[GIVEN INFORMATION]
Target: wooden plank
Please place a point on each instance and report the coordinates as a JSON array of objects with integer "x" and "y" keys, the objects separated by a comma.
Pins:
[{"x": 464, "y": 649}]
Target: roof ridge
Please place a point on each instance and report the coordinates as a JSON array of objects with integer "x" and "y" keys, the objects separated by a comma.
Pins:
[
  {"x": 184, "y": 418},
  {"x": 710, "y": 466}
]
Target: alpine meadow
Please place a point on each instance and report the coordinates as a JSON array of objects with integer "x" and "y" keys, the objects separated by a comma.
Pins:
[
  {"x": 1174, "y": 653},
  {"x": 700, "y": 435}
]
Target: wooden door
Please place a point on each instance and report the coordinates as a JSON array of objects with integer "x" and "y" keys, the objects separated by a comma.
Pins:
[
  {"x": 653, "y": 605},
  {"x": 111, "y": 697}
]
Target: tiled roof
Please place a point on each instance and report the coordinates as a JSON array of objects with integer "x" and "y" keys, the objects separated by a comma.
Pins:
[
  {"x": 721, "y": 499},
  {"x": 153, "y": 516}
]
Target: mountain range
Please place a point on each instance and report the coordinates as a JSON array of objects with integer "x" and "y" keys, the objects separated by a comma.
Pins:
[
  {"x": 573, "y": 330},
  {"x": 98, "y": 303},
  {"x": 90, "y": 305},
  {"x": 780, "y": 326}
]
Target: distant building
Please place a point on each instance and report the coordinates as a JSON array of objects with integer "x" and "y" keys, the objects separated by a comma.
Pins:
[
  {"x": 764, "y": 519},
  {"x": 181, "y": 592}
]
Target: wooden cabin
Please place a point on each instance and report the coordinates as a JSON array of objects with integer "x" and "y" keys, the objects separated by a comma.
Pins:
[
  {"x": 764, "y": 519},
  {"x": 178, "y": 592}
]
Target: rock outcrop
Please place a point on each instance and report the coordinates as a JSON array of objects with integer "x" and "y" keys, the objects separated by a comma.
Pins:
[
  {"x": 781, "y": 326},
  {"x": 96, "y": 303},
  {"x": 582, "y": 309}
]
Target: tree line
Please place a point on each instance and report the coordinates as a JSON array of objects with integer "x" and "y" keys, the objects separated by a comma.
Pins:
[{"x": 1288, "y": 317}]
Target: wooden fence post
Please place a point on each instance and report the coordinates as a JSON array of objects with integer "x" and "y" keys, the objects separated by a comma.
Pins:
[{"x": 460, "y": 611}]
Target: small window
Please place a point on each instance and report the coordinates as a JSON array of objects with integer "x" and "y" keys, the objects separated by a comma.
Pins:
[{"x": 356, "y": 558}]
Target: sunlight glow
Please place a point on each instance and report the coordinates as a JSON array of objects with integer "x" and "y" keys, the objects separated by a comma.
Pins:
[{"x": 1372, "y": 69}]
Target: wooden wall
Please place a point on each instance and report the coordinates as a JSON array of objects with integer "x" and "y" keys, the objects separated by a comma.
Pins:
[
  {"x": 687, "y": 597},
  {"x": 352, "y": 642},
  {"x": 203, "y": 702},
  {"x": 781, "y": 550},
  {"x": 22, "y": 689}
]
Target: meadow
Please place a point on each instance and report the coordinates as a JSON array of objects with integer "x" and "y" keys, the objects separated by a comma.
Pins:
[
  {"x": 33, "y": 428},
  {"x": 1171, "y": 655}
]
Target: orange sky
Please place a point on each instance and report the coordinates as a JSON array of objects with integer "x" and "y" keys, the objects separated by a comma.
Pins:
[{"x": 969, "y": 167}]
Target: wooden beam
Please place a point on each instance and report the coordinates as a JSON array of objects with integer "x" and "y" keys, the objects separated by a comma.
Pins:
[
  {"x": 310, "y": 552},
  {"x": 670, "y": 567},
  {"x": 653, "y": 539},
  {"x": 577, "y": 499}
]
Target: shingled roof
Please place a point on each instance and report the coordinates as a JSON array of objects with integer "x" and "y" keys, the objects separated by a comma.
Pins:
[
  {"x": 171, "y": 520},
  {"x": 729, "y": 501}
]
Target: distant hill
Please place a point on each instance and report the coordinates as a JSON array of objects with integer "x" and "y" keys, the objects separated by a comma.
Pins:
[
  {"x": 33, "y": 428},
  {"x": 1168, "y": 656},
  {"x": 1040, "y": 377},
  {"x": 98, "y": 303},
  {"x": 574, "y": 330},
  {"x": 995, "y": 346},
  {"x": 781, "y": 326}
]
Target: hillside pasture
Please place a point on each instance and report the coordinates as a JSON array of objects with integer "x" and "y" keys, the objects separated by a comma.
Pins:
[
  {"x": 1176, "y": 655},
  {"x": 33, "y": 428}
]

[WHAT YOU HAVE TO DO] Write out the lines from the one containing "Target: wooden beam" through the last line of the records above. Include both of those lines and nothing else.

[OUTPUT FOR THIS EXERCISE]
Target: wooden beam
Please place a point on each instance and report the coordinates as a JSON array of objects with integer "x" and "y" keys, the objects separated by a comma.
Pins:
[
  {"x": 310, "y": 552},
  {"x": 670, "y": 567},
  {"x": 653, "y": 539},
  {"x": 577, "y": 499}
]
Target: shingled roof
Please place a point on each instance and report the coordinates as a JSON array of objects with integer "x" and "y" keys, the objects separated by a comma.
Pins:
[
  {"x": 171, "y": 520},
  {"x": 729, "y": 501}
]
Target: distant hill
Please place a point on each instance and report the coordinates as a JSON array of objects with integer "x" and "y" keys, the objects separated by a comma.
Pins:
[
  {"x": 33, "y": 428},
  {"x": 1168, "y": 656},
  {"x": 1040, "y": 377},
  {"x": 98, "y": 303},
  {"x": 574, "y": 330},
  {"x": 995, "y": 346},
  {"x": 781, "y": 326}
]
Target: hillside pasture
Please place a point on each instance and report the coordinates as a JSON array of objects with integer "x" and "y" keys, the objects separated by a comma.
Pins:
[
  {"x": 1176, "y": 655},
  {"x": 33, "y": 428}
]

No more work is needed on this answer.